BEGIN Dataset content

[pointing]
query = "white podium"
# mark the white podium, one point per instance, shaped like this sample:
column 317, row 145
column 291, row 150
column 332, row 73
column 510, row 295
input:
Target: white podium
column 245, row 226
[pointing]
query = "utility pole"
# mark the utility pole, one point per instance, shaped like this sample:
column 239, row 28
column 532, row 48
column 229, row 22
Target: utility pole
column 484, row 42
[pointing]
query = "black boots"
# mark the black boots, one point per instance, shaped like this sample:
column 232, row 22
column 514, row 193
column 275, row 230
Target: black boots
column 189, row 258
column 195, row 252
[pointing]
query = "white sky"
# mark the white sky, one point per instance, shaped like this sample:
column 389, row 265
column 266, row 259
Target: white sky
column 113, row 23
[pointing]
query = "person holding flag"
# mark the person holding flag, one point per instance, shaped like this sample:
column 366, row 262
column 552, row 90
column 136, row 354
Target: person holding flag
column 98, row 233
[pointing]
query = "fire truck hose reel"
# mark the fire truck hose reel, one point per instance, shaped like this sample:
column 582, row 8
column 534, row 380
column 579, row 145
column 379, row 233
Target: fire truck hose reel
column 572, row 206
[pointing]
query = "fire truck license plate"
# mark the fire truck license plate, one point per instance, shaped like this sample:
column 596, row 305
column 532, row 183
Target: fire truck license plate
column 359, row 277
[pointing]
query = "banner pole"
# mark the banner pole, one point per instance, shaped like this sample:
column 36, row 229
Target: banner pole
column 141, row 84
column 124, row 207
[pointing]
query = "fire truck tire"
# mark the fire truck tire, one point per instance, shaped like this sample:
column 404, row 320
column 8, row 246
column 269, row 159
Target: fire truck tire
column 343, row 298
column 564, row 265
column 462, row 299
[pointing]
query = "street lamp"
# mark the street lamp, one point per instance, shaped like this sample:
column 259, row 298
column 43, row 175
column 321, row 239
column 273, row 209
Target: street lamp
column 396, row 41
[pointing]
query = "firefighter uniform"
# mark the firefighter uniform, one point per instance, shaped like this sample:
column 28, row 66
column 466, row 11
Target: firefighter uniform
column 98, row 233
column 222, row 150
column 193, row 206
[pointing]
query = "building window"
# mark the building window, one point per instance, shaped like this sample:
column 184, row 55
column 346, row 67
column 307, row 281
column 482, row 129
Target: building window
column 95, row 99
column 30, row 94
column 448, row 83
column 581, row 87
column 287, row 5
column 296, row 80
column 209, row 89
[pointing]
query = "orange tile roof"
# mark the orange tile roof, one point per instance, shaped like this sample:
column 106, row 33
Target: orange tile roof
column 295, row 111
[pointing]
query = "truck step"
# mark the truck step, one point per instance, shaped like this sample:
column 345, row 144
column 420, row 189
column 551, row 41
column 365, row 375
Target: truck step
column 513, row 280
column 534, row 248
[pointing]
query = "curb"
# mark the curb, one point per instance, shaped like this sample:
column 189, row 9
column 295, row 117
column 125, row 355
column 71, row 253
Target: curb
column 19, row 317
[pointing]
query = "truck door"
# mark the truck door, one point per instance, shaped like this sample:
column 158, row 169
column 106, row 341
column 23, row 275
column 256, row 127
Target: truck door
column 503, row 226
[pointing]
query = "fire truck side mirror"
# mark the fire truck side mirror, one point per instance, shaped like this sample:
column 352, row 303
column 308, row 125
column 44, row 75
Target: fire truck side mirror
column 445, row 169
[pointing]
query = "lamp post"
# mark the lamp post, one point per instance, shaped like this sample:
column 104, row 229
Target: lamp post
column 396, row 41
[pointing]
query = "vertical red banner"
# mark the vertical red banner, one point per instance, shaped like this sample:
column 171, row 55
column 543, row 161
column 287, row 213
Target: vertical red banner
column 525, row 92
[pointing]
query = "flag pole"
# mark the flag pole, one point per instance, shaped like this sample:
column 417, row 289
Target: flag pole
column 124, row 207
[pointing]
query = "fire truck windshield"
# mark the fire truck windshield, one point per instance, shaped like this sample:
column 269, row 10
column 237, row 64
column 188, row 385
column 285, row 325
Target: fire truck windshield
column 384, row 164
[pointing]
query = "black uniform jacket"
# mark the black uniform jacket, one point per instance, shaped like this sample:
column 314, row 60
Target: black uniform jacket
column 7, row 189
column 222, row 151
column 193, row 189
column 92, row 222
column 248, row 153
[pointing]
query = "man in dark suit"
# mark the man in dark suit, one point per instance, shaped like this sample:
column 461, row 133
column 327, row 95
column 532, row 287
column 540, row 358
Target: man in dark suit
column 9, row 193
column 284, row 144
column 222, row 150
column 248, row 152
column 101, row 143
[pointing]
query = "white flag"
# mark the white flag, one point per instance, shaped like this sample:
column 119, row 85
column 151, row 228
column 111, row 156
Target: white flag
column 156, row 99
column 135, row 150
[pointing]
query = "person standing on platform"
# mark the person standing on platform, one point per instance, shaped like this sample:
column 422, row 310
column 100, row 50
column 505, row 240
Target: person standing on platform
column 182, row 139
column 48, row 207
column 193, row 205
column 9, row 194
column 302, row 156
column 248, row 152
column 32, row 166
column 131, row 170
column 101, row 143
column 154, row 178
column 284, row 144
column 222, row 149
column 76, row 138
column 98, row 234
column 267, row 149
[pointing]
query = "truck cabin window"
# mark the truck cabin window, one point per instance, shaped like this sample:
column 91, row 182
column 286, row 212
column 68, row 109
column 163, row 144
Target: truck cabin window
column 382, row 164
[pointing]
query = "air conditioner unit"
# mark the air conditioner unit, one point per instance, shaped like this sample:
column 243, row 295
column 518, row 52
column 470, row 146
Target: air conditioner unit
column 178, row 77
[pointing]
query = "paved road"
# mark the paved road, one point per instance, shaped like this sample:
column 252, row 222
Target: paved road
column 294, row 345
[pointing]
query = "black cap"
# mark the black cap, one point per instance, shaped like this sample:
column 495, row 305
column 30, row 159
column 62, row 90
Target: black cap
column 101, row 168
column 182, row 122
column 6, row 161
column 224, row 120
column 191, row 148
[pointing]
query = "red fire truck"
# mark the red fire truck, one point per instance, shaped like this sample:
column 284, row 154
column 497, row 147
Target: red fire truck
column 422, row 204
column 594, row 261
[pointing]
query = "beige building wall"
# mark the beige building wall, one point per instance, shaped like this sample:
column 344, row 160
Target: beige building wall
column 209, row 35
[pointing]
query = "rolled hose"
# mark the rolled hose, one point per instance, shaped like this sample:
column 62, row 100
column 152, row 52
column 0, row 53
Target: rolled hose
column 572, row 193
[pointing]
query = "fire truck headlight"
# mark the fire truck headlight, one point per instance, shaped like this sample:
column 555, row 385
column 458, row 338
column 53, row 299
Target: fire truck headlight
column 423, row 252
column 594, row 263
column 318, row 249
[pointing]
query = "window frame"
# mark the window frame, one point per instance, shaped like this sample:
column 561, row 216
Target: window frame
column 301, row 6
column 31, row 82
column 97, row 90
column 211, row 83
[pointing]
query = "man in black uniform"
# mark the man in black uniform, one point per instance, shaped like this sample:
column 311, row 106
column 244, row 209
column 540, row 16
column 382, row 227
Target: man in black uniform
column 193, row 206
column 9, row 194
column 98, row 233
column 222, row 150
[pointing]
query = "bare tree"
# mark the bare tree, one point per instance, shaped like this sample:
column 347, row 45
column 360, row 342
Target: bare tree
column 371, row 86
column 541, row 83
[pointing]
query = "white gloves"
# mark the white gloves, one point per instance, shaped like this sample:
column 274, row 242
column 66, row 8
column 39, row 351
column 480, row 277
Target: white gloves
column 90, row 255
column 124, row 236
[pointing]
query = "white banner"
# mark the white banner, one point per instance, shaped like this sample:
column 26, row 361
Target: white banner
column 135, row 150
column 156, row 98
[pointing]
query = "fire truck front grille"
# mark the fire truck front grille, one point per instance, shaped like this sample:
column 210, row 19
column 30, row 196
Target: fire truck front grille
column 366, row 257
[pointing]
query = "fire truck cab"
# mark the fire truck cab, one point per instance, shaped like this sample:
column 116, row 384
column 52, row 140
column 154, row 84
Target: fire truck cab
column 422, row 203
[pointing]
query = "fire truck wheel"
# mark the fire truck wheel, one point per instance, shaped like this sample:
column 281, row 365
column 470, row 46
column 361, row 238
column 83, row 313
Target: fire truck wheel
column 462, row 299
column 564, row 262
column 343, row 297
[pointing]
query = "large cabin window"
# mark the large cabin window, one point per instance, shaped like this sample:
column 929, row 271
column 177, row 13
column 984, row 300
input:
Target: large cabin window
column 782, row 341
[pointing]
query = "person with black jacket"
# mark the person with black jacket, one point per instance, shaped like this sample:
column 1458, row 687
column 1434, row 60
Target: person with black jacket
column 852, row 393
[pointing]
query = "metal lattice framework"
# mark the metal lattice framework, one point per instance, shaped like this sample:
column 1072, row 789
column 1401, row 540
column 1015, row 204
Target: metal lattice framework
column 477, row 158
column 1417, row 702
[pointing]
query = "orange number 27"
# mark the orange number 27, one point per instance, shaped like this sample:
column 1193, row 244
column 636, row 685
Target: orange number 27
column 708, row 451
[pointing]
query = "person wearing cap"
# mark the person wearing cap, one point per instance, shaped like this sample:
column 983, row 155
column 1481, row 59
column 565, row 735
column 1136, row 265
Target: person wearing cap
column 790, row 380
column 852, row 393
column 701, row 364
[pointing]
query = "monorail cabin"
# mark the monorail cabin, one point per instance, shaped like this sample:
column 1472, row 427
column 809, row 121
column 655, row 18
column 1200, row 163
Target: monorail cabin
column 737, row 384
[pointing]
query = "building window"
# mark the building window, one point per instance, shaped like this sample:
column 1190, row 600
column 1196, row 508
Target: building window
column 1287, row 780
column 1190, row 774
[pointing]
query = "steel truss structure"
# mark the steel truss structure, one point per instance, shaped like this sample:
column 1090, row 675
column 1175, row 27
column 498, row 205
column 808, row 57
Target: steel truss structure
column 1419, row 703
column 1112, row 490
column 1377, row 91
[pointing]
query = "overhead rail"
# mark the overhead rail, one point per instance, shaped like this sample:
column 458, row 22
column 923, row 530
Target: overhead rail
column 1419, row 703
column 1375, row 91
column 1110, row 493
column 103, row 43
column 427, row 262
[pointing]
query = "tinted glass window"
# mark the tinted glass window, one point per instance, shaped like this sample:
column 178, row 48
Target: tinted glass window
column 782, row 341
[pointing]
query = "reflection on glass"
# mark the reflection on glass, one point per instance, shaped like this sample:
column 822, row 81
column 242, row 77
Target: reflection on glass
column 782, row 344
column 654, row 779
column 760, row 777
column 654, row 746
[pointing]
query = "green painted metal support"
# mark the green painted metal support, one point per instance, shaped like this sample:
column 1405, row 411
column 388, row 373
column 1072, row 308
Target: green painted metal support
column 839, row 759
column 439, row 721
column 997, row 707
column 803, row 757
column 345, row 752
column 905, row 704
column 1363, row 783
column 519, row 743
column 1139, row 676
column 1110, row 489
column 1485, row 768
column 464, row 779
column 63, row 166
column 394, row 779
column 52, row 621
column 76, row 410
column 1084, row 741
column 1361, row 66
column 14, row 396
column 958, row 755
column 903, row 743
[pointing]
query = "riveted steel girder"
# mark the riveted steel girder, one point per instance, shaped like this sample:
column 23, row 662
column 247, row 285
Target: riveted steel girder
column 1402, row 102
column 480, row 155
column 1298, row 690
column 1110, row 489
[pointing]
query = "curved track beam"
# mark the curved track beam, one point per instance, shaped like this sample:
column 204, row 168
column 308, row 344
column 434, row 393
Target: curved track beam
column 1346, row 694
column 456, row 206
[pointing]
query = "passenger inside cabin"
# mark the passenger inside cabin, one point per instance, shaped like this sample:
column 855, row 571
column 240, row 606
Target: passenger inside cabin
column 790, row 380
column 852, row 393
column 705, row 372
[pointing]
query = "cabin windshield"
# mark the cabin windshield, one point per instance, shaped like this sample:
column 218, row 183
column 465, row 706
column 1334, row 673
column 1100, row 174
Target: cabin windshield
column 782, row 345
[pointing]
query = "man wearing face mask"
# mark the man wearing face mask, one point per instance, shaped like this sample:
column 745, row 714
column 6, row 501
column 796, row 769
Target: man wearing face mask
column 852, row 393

END Dataset content

__Goal__:
Which lines of the records above contain the word "riveted"? Return every one of them.

__Solved exercise__:
query = "riveted steel girder"
# mark the riveted steel girder, one point per instance, shaped like this sample:
Target: riveted steel girder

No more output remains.